### [Task instructions]
Please give back each line below unchanged; none of the pictures should appear.

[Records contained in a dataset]
········

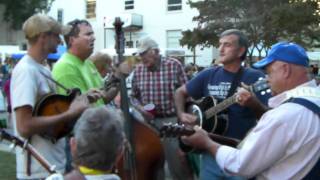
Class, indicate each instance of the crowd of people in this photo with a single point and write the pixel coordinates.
(279, 132)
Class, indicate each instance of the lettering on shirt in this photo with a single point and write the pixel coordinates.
(219, 91)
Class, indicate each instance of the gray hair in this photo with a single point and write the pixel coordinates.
(99, 137)
(242, 39)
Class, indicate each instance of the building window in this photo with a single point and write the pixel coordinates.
(174, 5)
(60, 16)
(129, 4)
(91, 9)
(173, 38)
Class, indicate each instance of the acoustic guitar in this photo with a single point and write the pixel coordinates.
(177, 130)
(16, 141)
(53, 104)
(210, 114)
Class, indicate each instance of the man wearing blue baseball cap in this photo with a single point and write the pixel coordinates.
(285, 144)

········

### [Answer section]
Class, indicate each instance of the crowd of people in this photo with a single point and write the pixel coordinates.
(279, 132)
Class, indicate each instance of the lettering on shirt in this photo with a single point and write the pixel coordinates.
(219, 91)
Class, indicate each instance of the gray hair in this photo with a single point and write the pixel coordinates.
(99, 137)
(242, 39)
Class, indicate each instance of the building window in this photo with a single point and write the pixel coordinates.
(174, 5)
(60, 16)
(129, 4)
(91, 9)
(173, 38)
Class, indicate each instance of the acoustic guitar in this photo with a single point and write the pixel coordinates.
(177, 130)
(16, 141)
(53, 104)
(210, 114)
Class, indicate each instance of the man wearing blue baseball cap in this photo with a single point and write the pixel coordinates.
(285, 144)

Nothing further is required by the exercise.